Data for the task: Begin
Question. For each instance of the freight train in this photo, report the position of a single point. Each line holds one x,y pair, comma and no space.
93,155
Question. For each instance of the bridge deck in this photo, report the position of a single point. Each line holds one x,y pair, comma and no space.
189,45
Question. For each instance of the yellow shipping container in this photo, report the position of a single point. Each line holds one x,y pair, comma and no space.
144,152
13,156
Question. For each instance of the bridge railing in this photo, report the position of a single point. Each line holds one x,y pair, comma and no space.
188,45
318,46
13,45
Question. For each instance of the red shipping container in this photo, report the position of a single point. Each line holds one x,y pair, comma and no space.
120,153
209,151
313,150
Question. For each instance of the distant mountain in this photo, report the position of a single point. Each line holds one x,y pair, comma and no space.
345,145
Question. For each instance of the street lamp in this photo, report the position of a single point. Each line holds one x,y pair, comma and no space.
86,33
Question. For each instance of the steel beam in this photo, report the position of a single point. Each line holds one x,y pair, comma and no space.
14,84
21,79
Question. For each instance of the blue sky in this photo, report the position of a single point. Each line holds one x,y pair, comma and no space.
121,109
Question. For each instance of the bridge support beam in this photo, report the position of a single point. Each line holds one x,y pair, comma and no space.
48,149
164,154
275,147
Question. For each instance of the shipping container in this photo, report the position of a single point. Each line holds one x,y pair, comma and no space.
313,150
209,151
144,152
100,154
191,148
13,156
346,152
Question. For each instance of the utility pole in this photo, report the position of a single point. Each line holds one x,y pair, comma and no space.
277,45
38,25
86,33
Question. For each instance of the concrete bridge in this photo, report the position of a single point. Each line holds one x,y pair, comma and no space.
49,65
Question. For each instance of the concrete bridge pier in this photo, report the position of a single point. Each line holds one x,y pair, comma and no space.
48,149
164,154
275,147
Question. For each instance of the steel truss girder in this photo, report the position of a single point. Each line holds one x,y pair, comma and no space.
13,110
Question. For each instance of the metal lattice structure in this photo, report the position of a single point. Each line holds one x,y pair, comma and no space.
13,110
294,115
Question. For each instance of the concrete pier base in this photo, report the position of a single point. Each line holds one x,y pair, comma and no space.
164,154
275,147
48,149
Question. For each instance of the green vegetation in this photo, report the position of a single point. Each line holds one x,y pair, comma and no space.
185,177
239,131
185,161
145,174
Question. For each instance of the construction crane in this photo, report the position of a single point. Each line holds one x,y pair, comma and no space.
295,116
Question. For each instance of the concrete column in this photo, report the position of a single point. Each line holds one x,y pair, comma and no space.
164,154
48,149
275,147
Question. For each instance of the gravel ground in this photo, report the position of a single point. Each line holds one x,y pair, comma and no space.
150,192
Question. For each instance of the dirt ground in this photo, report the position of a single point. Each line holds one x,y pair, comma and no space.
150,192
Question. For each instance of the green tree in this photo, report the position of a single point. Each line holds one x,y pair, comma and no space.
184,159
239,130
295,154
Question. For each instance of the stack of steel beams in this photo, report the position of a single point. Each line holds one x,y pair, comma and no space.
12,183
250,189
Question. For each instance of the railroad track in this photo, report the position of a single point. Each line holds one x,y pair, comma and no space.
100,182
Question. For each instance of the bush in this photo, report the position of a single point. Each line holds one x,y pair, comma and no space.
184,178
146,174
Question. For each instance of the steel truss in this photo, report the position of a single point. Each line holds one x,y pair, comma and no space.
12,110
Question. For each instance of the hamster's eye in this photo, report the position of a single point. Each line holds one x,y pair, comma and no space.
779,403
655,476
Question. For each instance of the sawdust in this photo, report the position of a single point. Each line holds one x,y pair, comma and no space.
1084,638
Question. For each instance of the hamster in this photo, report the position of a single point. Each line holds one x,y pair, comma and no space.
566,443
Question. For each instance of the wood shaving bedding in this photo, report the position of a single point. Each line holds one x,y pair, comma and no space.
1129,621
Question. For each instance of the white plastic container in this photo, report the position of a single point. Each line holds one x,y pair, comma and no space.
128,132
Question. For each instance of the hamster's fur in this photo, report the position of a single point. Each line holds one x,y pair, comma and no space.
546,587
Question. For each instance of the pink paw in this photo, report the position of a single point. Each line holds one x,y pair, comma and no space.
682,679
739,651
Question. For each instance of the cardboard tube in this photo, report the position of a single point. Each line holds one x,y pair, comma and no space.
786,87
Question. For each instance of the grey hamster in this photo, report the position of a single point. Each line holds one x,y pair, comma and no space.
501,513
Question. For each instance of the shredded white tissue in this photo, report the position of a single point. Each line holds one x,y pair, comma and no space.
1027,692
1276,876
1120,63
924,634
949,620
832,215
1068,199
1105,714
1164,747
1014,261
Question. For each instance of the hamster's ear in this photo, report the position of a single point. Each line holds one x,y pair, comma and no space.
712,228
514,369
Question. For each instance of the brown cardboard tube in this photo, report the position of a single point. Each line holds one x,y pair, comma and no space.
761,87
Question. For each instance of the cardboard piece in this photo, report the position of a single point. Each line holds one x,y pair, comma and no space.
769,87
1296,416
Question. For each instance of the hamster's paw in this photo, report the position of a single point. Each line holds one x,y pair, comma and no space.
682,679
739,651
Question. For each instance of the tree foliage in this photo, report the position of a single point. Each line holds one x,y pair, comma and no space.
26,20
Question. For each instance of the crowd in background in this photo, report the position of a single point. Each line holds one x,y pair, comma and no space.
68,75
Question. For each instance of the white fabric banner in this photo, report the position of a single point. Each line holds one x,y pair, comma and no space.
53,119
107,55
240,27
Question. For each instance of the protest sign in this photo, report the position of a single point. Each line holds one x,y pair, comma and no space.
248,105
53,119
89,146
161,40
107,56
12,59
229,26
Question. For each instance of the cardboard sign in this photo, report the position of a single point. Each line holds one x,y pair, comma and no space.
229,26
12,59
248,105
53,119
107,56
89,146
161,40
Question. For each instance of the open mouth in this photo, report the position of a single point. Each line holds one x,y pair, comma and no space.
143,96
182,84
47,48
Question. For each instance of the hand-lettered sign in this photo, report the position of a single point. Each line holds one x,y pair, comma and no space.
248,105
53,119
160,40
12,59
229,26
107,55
Data for the task: End
All entries should be transcribed verbatim.

Question. For each instance of the freight train in this photo, report the position of a single point. Each line holds one x,y pair, comma and no space.
93,155
Question. For each instance of the bridge deck in this photo, report the position of a single point. Each line holds one x,y pair, comma and no space.
189,45
Question. For each instance of the yellow shipping container in this photo, report the position of a single point. Each line holds one x,y pair, comma and no space.
144,152
13,156
Question. For each instance of the bridge railing in this photo, report the position of a single point. Each line holds one x,y pair, comma and no space.
188,45
318,46
13,45
Question. For each instance of the red shipping container in this photo, report the position of a single point. Each line holds one x,y pair, comma and no space.
120,153
209,151
313,150
Question. For each instance of the distant mountain in this photo, report the position of a single point. Each line holds one x,y pair, comma and no space.
345,145
Question. For each instance of the street lamp in this photo, report the position of a single point. Each line holds one x,y pair, comma and no space.
86,33
Question. For each instance of the steel beam in this photo, report the position of a single point. Each line holds one x,y pair, comma and no space.
14,84
21,79
Question. For each instance of the blue sky in this photo, report the position of a single point. Each line holds one x,y pair, comma and no space.
121,109
Question. For each instance of the bridge support beam in this photo, report the position of a single point. Each line holds one x,y pair, comma and no space.
48,149
164,154
275,147
Question. For each instance of the shipping container in this photo, report the position of a single point. Each line holds one x,y pair, comma and no space.
313,150
209,151
144,152
100,154
191,148
13,156
346,152
Question. For each instance of the utility pole in this photo, report the position of a single point. Each line holds one x,y pair, comma and no space.
277,45
38,25
86,33
Question. For each instance of the concrete bridge in this photo, report the position of a single point. Each line holds one x,y pair, comma and no space.
49,65
Question. For each instance of the concrete bridge pier in this photo, report the position of a single point. Each line holds one x,y pair, comma and no space.
48,149
164,154
275,147
Question. For each instance of the steel truss girder in this photo, report the position of a single point. Each line holds one x,y pair, comma and no space.
13,110
Question. For each instance of the metal lattice structure in this photo, report the position of a single point. Each line holds one x,y pair, comma and no space.
13,110
294,115
Question. For each instance of the concrete pier base in this photo, report the position of a single point. Each line holds one x,y pair, comma and no space.
164,154
275,147
48,149
Question. For each instance of the green vegetation in this photo, report the position of a single point. Each line holds one x,y pair, comma and no space.
185,177
239,131
185,161
145,174
Question. For each instance of the construction crane in this photo, report the position of a single point. Each line holds one x,y pair, comma and no space.
295,116
Question. For each instance of the concrete column in this photo, report the position of a single point. Each line holds one x,y pair, comma and no space.
164,154
48,149
275,147
Question. For each instance of the gravel ground in this photo, report the position of a single point. Each line holds one x,y pair, comma and no space.
150,192
Question. For each instance of the dirt ground in this photo, report the position of a single point. Each line holds one x,y pair, comma and no space.
150,192
Question. For each instance of the green tree in this photo, report the position of a single point. Each line holds one x,y pair, comma and no space.
184,159
239,130
295,154
Question. For each instance of the stack of steel beams in this photo, report the position of a single point. Each line holds one x,y pair, comma and no space.
12,183
250,189
Question. For each instance of the railroad track in this photo, report the position of a single point. Each line holds one x,y pair, comma and no space.
100,182
Question. For each instance of the bush in this photo, report the position of a single point. Each line holds one x,y pair, comma and no space.
184,178
146,174
Question. For each instance of the steel truss in this photo, report the position of a single point. Each line holds one x,y pair, comma and no space.
12,110
Question. For each instance of the hamster's eye in this photo, report the position of a single point. Each line holds one x,y pair, comma and no space.
779,403
655,476
Question. For each instance of the sawdust in this photo, report the position of a single point. Each line holds one x,y pair, comma and no space.
1084,638
Question. For each instance of the hamster in this photo, report the position of a single point. Each line holds one x,y pair, comma and no space.
566,443
Question. For each instance of the wood shaving bedding in this photo, report the position of a single point. Each line holds one x,y pair, comma and no space.
1129,621
Question. For each instance of the white plastic container in this photo, report the position of a single point. Each line holds one x,y pair, comma and no space.
128,132
Question. For each instance of the hamster's fur in this photo, report the position of a single point. Each line holds one x,y pair, comma and no space.
546,587
Question. For each instance of the pink paw in this photo, report the position of a single point. Each line holds one x,y pair, comma and no space.
682,679
739,651
Question. For each instance of the cardboard tube in this photo, report the position of a single point. Each line holds one x,y pair, comma and no space.
786,87
Question. For each instance of the grey hamster in this photo, report the position of a single point. Each line holds one x,y pair, comma and no space.
501,513
Question. For each instance of the shredded white tissue in this photo, report the position of a single point. Each line holds one x,y pair, comma and no space.
1027,692
1276,876
1120,63
924,634
949,620
832,215
1068,199
1105,714
1164,747
1014,261
Question. For each instance of the hamster's ear in this photo, report the position of a single point. Each line holds one x,y pair, comma and no space.
712,228
514,369
Question. For each instance of the brown cardboard tube in this photo, report the position of a single point. Each line holds one x,y pair, comma and no space.
761,87
Question. For each instance of the cardboard piece in this photo, report the position of a single point. Each line holds one x,y pair, comma and no space.
769,87
1296,416
Question. For each instance of the hamster's paw in this photo, report the position of a single point. Each line holds one x,y pair, comma and no space.
682,679
739,651
Question. For each instance of the tree foliage in this photo, report the position of a single point. Each line holds one x,y pair, comma and no space.
26,20
Question. For each instance of the crowd in background in this photo, report the position of a single point. Each line holds one x,y pair, comma and no space.
68,75
Question. For each instance of the white fabric banner in this photo, report the position of a single point. Each line holds one x,y pair, comma and no space.
53,119
107,55
240,27
Question. For each instance of the protest sign in this photo, report the position of a single point. Each line holds one x,y pair, comma and no space.
248,105
53,119
89,146
161,40
107,56
12,59
229,26
Question. For each instance of the cardboard sign in this photo, report the position of a single point. Each line holds one x,y pair, comma and no space.
229,26
12,59
248,105
53,119
107,56
89,146
161,40
Question. For each instance of the open mouth in this photo, report the position of a single point. Each line holds one x,y pair, comma and no space.
143,96
182,84
47,48
Question. For each instance of the hand-lettered sign in this photo, report the position of a single point. Each line holds one x,y pair, comma and no space.
248,105
53,119
160,40
12,59
229,26
107,55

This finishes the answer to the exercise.